PROVIDED TEXT:

******************************

What Does Having a Miscarriage Feel Like: Signs to Know

A miscarriage typically feels like intense menstrual cramps paired with heavy bleeding, though the experience varies significantly depending on how far along the pregnancy was. For some people, it starts gradually with spotting and mild cramping. For others, it begins suddenly with sharp abdominal pain and heavy blood flow. And in some cases, there are no symptoms at all until an ultrasound reveals the loss.

Cramping and Pain

The cramping during a miscarriage can be much more painful than a typical period, especially if you don’t usually have severe menstrual cramps. The pain centers in the lower abdomen and can radiate into the lower back and thighs. It comes in waves, similar to contractions, as the uterus works to expel tissue. Between waves, the pain may ease up or dull to a steady ache.

How intense the cramping feels depends largely on gestational age. An early loss at five or six weeks may feel like a heavy, painful period. A loss at 10 or 12 weeks often brings stronger, more sustained contractions because there is more tissue involved. Losses in the second trimester, from 16 to 20 weeks, can feel closer to labor contractions.

What the Bleeding Looks Like

Bleeding often starts as light spotting or brown discharge, which is older blood leaving the body slowly. It can look like coffee grounds. From there, bleeding typically progresses to bright red flow with clots. The color may shift between bright red, pink, and brown throughout the process. When the pregnancy tissue actually passes, bleeding is usually at its heaviest, often accompanied by the most severe cramping.

******************************

EXERCISE SET:
a: Reproduce the article on miscarriage signs word for word, from "A miscarriage typically" up to and including "a steady ache.".
b: According to the article on miscarriage signs, where can the pain from cramping radiate?
c: Continue the article on miscarriage signs from where it stops.
The listing comes from a separate source.

Records in a dataset
******************************

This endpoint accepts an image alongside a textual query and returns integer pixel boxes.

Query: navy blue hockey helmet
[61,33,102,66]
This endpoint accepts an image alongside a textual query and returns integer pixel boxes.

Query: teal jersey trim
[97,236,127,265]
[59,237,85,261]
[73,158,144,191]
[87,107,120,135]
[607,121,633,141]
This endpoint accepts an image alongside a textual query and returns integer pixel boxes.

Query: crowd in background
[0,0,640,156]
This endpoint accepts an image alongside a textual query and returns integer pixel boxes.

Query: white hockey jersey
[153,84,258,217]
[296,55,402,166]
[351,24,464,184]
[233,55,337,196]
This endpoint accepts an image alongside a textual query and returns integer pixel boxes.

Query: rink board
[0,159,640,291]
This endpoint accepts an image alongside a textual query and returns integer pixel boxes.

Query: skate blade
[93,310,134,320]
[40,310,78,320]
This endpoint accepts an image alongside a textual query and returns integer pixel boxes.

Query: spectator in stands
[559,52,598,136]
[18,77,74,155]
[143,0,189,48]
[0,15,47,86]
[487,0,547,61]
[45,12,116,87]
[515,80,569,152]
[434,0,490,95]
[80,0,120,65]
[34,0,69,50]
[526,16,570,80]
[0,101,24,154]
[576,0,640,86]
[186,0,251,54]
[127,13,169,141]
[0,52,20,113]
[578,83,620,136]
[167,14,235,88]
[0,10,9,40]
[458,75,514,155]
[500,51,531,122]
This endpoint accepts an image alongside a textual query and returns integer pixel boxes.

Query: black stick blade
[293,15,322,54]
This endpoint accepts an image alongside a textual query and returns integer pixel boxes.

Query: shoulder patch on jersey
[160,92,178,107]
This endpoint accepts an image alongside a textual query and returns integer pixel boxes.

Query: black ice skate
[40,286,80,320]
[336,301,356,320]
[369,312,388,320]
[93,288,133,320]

******************************

ANSWERS GIVEN:
a:
A miscarriage typically feels like intense menstrual cramps paired with heavy bleeding, though the experience varies significantly depending on how far along the pregnancy was. For some people, it starts gradually with spotting and mild cramping. For others, it begins suddenly with sharp abdominal pain and heavy blood flow. And in some cases, there are no symptoms at all until an ultrasound reveals the loss.

Cramping and Pain

The cramping during a miscarriage can be much more painful than a typical period, especially if you don’t usually have severe menstrual cramps. The pain centers in the lower abdomen and can radiate into the lower back and thighs. It comes in waves, similar to contractions, as the uterus works to expel tissue. Between waves, the pain may ease up or dull to a steady ache.

b: Into the lower back and thighs.

c:
What you see in the blood depends on how many weeks pregnant you were:

  • Around 6 weeks: You may see clots with a small fluid-filled sac.
  • Around 8 weeks: The tissue may look dark red and shiny, sometimes described as looking like liver.
  • Around 10 weeks: Clots tend to be dark red and jelly-like, sometimes with what looks like a thin membrane inside.
  • 16 to 20 weeks: You might pass large, shiny red clots along with pieces of tissue that feel like membrane.

A gush of clear or pink fluid can also occur, separate from the bleeding itself.

How Long the Physical Process Lasts

Once active cramping and bleeding begin, most of the tissue passes within a few hours. That initial surge is the hardest part physically. After that, you can expect bleeding heavier than a normal period for about three to four days, then gradually lighter bleeding that tapers off over 10 to 14 days total.

If medication is used to help the process along, cramping and bleeding usually start within a few hours of taking it. Most people pass the tissue within 48 hours. The medication can also cause nausea, vomiting, diarrhea, fever, and chills, which are side effects of the drug rather than the miscarriage itself. The bleeding timeline afterward is similar: heavy for a few days, then lighter for about two weeks.

When There Are No Symptoms at All

Not every miscarriage announces itself with pain and bleeding. In a missed miscarriage (sometimes called a silent miscarriage), the pregnancy has stopped developing but the body hasn’t recognized the loss yet. Pregnancy hormones can stay elevated for a while afterward, so you may still feel pregnant. Morning sickness, breast tenderness, and fatigue may continue. A pregnancy test may still show positive.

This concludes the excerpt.